## TEXT SEGMENT
- Born: 15 March 1944 Winchester, Hampshire, England, UK
- Died: 14 August 2015 (aged 71)
- Occupation: Music manager
- Notable work: Managed acts such as Snow Patrol, the Verve, Scissor Sisters, Klaxons, and Wham!; Co-founder of Big Life, a music management company
- Spouse(s): Married four times; third wife was the pop singer Yazz

= Jazz Summers =

British music manager (1944–2015)

Gordon "Jazz" Summers (15 March 1944 – 14 August 2015) was a British music manager. He managed acts such as Snow Patrol, the Verve, Scissor Sisters and Klaxons. Alongside Simon Napier-Bell, he co-managed Wham! and is credited with having enabled them to break into the United States market in 1985 and to go on to become the first western pop group to tour China.

==Early years==
Summers was sent to Gordon Boys (a military school in Woking) at the age of 12 and enlisted in the army at the age of 15. He served as a radiographer in Hong Kong and Malaysia. In 1986, he and Tim Parry founded Big Life, a music management company. The two men also operated Big Life Records. Among his other music-related interests was his role as chairman of the Music Managers Forum.

## SUPPLIED MATERIAL
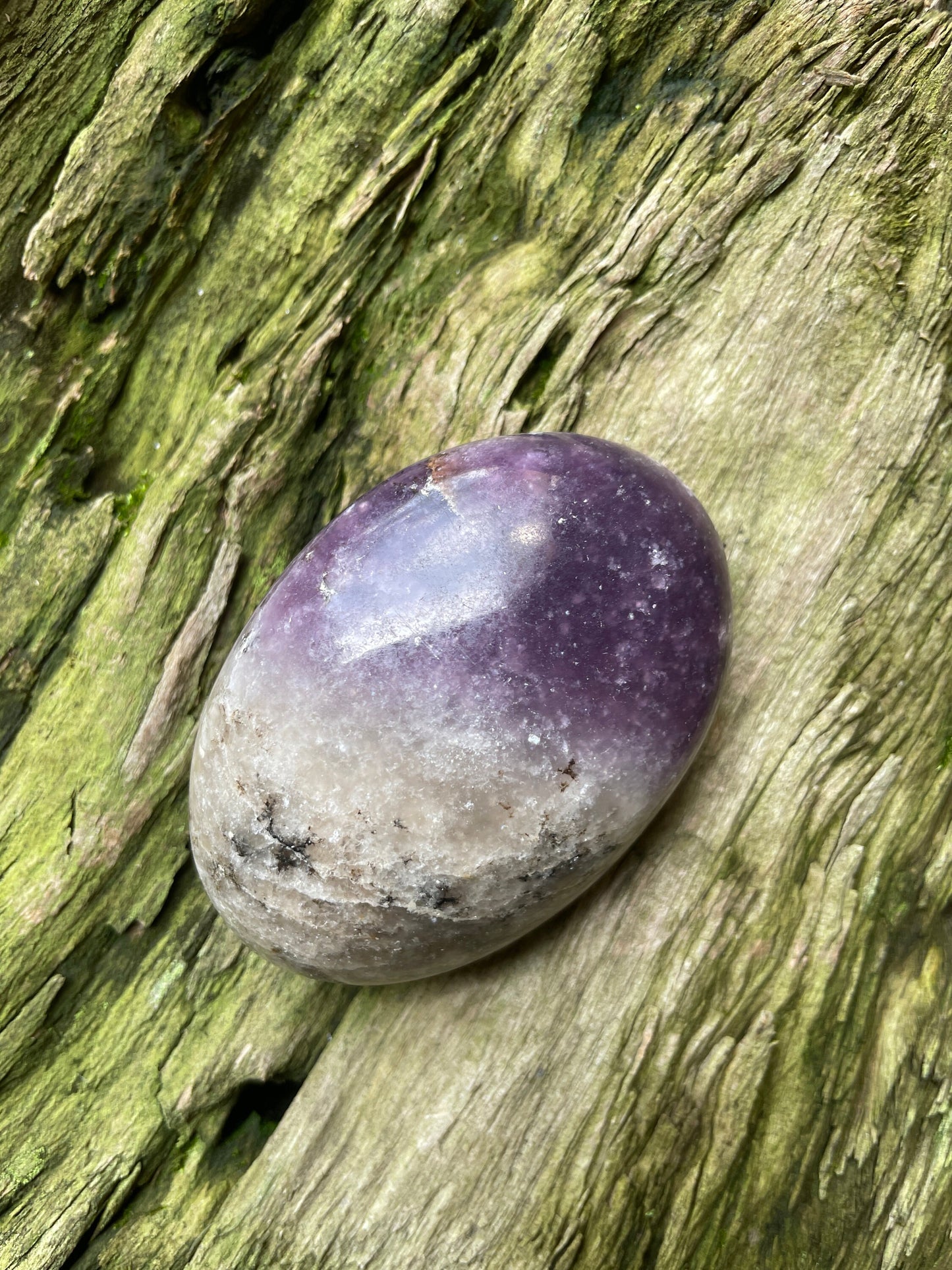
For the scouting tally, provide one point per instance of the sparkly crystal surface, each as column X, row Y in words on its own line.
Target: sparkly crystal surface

## WHAT TO WORK ON
- a) In the Jazz Summers biography, in which two places did Summers serve as a radiographer?
- b) Return the Jazz Summers biography from "- Born: 15 March" to "music manager (1944–2015)".
- c) Translate this sentence from the Jazz Summers biography into Spanish: "In 1986, he and Tim Parry founded Big Life, a music management company."

## RESPONSES IN ORDER
- a) Hong Kong and Malaysia.

- b)
- Born: 15 March 1944 Winchester, Hampshire, England, UK
- Died: 14 August 2015 (aged 71)
- Occupation: Music manager
- Notable work: Managed acts such as Snow Patrol, the Verve, Scissor Sisters, Klaxons, and Wham!; Co-founder of Big Life, a music management company
- Spouse(s): Married four times; third wife was the pop singer Yazz

= Jazz Summers =

British music manager (1944–2015)

- c) En 1986, él y Tim Parry fundaron Big Life, una empresa de gestión musical.